** Input data **
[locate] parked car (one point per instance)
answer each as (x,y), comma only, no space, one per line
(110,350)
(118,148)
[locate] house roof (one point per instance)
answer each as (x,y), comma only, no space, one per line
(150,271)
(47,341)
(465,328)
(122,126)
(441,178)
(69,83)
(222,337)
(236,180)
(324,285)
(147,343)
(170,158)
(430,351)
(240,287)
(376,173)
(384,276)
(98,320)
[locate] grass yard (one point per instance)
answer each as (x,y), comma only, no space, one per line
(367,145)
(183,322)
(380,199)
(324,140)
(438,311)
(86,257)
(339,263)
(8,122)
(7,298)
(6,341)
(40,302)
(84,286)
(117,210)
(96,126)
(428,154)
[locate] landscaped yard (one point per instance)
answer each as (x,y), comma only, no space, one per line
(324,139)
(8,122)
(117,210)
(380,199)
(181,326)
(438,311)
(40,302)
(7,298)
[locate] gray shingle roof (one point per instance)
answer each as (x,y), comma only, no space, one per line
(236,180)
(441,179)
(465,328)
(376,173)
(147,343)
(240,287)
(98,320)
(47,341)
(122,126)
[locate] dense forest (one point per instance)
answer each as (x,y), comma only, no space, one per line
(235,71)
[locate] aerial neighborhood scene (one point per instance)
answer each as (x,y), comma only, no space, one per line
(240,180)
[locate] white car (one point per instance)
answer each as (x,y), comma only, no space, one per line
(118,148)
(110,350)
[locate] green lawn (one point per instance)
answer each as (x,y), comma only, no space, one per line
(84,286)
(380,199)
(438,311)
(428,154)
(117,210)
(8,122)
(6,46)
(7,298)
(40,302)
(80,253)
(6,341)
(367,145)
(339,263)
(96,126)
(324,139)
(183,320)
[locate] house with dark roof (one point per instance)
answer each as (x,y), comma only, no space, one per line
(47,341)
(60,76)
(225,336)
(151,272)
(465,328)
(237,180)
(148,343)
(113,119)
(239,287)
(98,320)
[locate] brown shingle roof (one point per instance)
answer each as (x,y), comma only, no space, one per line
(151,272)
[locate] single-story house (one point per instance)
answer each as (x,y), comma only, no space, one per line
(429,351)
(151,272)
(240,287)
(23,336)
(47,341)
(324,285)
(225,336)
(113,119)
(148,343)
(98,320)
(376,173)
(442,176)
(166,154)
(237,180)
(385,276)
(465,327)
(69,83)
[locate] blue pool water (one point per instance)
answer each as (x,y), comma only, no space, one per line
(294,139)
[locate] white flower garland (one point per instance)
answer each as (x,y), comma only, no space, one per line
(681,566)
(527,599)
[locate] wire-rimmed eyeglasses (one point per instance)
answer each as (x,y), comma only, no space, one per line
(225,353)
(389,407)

** Set exercise **
Format all of the material above as a numbered list with one line per item, omitting blank lines.

** Task response **
1. [locate] parked car (one point per instance)
2. answer each as (x,y), comma only, no space, one per line
3. (110,350)
4. (118,148)
5. [locate] house roof (one point per instance)
6. answer each as (x,y), comma only, no space, one per line
7. (150,271)
8. (47,341)
9. (465,328)
10. (122,126)
11. (441,178)
12. (69,83)
13. (222,337)
14. (236,180)
15. (324,285)
16. (147,343)
17. (170,158)
18. (430,351)
19. (240,287)
20. (376,173)
21. (384,276)
22. (98,320)
23. [locate] grass yard (one point per instance)
24. answer each as (x,y), comma only, no space, one per line
25. (367,145)
26. (183,322)
27. (380,199)
28. (324,140)
29. (438,311)
30. (86,257)
31. (339,263)
32. (8,122)
33. (7,298)
34. (6,341)
35. (40,302)
36. (84,286)
37. (117,210)
38. (96,126)
39. (428,154)
40. [locate] landscaped yard (one point per instance)
41. answer each as (x,y), comma only, no space, one per line
42. (324,139)
43. (8,122)
44. (117,210)
45. (380,199)
46. (181,326)
47. (438,311)
48. (40,302)
49. (7,298)
50. [locate] gray shingle roof (one point per instance)
51. answer each as (x,y), comma only, no space, one per line
52. (236,180)
53. (441,179)
54. (465,328)
55. (376,173)
56. (147,343)
57. (240,287)
58. (98,320)
59. (47,341)
60. (122,126)
61. [locate] dense forest (one point per instance)
62. answer each as (x,y), comma only, no space, one per line
63. (235,71)
64. [locate] aerial neighborhood scene (one point per instance)
65. answer each as (x,y), comma only, no space, one per line
66. (240,180)
67. [locate] white car (one point per instance)
68. answer each as (x,y), comma only, no space, one per line
69. (118,148)
70. (110,350)
71. [locate] green lawn (one point per instance)
72. answer each as (x,y), comma only, no space, one per line
73. (84,286)
74. (380,199)
75. (438,311)
76. (428,154)
77. (117,210)
78. (8,122)
79. (6,46)
80. (7,298)
81. (40,302)
82. (80,253)
83. (6,341)
84. (367,145)
85. (339,263)
86. (96,126)
87. (324,139)
88. (183,320)
89. [locate] house with dark roof (one point per instance)
90. answer each as (x,y), comma only, no space, one per line
91. (47,341)
92. (60,76)
93. (225,336)
94. (151,272)
95. (465,328)
96. (237,180)
97. (148,343)
98. (113,119)
99. (239,287)
100. (98,320)
101. [locate] brown shingle roof (one point per instance)
102. answer each as (x,y), comma only, no space, one per line
103. (151,272)
104. [locate] single-story house (one point per instance)
105. answer each as (x,y), comma only, no space, one per line
106. (429,351)
107. (151,272)
108. (240,287)
109. (23,336)
110. (47,341)
111. (324,285)
112. (225,336)
113. (113,119)
114. (148,343)
115. (98,320)
116. (376,173)
117. (442,176)
118. (166,154)
119. (237,180)
120. (385,276)
121. (465,327)
122. (69,83)
123. [locate] blue pool water (one point per instance)
124. answer each as (x,y), comma only, no space, one per line
125. (294,139)
126. [locate] white flower garland (one point per instance)
127. answer each as (x,y), comma only, no space, one per line
128. (681,566)
129. (527,599)
130. [locate] wire-rimmed eyeglasses (one point per instance)
131. answer each as (x,y), comma only, no space, one per line
132. (225,353)
133. (389,407)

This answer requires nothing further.